(Natural-language object grounding data)
Segment Open

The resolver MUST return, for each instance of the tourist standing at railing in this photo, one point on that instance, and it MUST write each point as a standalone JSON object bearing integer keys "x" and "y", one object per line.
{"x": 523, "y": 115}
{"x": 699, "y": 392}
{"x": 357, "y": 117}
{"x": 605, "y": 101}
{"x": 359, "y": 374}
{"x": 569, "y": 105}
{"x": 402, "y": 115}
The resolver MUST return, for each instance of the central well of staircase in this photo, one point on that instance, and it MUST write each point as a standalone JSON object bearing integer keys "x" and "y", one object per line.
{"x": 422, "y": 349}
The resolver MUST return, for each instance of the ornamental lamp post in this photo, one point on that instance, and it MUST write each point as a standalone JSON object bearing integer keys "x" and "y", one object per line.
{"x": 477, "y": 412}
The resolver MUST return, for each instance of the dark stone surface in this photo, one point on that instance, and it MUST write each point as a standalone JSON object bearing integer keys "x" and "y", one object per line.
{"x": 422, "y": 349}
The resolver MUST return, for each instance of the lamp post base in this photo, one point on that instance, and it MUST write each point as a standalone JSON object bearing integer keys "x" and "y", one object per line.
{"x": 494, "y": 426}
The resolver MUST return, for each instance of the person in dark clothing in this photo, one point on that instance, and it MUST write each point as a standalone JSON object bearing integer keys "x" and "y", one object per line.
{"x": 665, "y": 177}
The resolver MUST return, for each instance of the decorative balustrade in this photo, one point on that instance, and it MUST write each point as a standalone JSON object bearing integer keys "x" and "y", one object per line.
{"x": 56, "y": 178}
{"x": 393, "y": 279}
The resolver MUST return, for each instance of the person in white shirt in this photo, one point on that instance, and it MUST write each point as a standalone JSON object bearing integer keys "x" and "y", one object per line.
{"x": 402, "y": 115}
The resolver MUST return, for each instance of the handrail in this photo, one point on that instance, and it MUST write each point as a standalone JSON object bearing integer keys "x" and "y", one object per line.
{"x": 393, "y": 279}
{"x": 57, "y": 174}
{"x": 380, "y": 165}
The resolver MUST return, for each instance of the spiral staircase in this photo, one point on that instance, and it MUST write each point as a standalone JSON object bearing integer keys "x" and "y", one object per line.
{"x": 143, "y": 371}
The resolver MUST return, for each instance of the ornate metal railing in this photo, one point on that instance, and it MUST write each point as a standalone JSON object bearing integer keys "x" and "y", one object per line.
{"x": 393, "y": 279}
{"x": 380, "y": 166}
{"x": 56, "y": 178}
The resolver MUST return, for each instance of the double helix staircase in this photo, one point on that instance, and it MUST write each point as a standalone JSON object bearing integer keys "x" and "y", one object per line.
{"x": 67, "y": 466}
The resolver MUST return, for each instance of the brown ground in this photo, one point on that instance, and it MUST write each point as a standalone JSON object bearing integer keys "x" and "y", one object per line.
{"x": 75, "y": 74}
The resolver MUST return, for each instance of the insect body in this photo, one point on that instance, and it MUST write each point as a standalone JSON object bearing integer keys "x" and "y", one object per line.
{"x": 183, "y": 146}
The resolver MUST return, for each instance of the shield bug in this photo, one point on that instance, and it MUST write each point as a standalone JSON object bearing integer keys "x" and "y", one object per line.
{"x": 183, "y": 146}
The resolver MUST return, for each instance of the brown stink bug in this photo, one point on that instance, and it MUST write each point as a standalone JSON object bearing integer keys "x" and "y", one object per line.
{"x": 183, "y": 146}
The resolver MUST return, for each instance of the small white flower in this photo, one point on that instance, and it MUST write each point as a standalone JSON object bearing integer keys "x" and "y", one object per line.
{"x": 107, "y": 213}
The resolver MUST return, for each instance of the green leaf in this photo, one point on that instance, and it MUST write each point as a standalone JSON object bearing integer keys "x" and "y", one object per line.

Segment Closed

◆ Your objective:
Every one of the entries must be printed exactly.

◆ Expected output:
The resolver MUST return, for each instance of the tourist standing at railing in this photo, one point on that instance, and it MUST write each point as a standalone JSON object bearing integer keys "x" and "y", one object per line.
{"x": 523, "y": 115}
{"x": 699, "y": 392}
{"x": 357, "y": 117}
{"x": 605, "y": 101}
{"x": 359, "y": 374}
{"x": 569, "y": 105}
{"x": 402, "y": 115}
The resolver MUST return, for each instance of the central well of staircase in this photo, one point on that instance, and it MUST write each point as a standalone JSON object bearing integer keys "x" and "y", one object per line.
{"x": 422, "y": 349}
The resolver MUST return, for each instance of the ornamental lamp post in this photo, one point on that instance, and it MUST write each point as a standalone JSON object bearing integer keys "x" and "y", one object per line.
{"x": 477, "y": 412}
The resolver MUST return, for each instance of the dark stone surface in this photo, one point on that instance, and it MUST write each point as a standalone JSON object bearing integer keys "x" and "y", one object per line.
{"x": 422, "y": 349}
The resolver MUST return, for each instance of the lamp post base in this photo, one point on that instance, and it MUST write each point as a standalone JSON object bearing integer keys "x" and "y", one object per line.
{"x": 494, "y": 426}
The resolver MUST return, for each instance of the person in dark clothing in this photo, one point on that instance, and it MUST write each point as a standalone JSON object bearing integer keys "x" and "y", one object per line.
{"x": 665, "y": 177}
The resolver MUST return, for each instance of the decorative balustrade in this photo, one point on that instance, and it MUST write each point as a standalone JSON object bearing integer keys "x" and "y", one object per line.
{"x": 56, "y": 178}
{"x": 393, "y": 279}
The resolver MUST return, for each instance of the person in white shirt in this photo, one point on that instance, and it MUST write each point as a standalone JSON object bearing integer keys "x" and "y", one object per line.
{"x": 402, "y": 115}
The resolver MUST return, for each instance of the handrail in this photo, one point on that instance, and it MUST write each point as a standalone JSON object bearing integer keys "x" and "y", one object per line.
{"x": 393, "y": 279}
{"x": 57, "y": 174}
{"x": 380, "y": 165}
The resolver MUST return, for each instance of the spiral staircase in this photo, one point on that instance, and it MUST write each point as a standalone JSON object bearing integer keys "x" and "y", one object per line.
{"x": 143, "y": 371}
The resolver MUST return, for each instance of the ornate metal railing in this photo, one point on that instance, and it MUST write each point as a standalone JSON object bearing integer keys "x" and "y", one object per line.
{"x": 393, "y": 279}
{"x": 380, "y": 166}
{"x": 56, "y": 178}
The resolver MUST return, for each instance of the double helix staircase in this photo, one point on that instance, and it MUST write each point as a standalone JSON object bearing integer keys "x" and "y", one object per line.
{"x": 67, "y": 466}
The resolver MUST return, for each instance of the brown ground in this photo, one point on that instance, and it MUST write each point as a standalone JSON object bearing integer keys "x" and "y", one object per line.
{"x": 75, "y": 74}
The resolver MUST return, for each instance of the insect body in this photo, one point on that instance, and it MUST write each point as a standalone JSON object bearing integer keys "x" and "y", one object per line.
{"x": 183, "y": 146}
The resolver MUST return, for each instance of the shield bug in this photo, one point on that instance, and it MUST write each point as a standalone JSON object bearing integer keys "x" and "y", one object per line.
{"x": 183, "y": 146}
The resolver MUST return, for each instance of the brown stink bug in this photo, one point on that instance, and it MUST write each point as a standalone JSON object bearing integer keys "x" and "y", one object per line.
{"x": 183, "y": 146}
The resolver MUST return, for each instance of the small white flower in this photo, one point on that instance, and it MUST write each point as a standalone JSON object bearing integer keys "x" and "y", one object per line.
{"x": 107, "y": 213}
The resolver MUST return, for each instance of the green leaf in this photo, one point on that instance, and it MUST write each point as a standalone JSON object bearing integer keys "x" and "y", one object per line.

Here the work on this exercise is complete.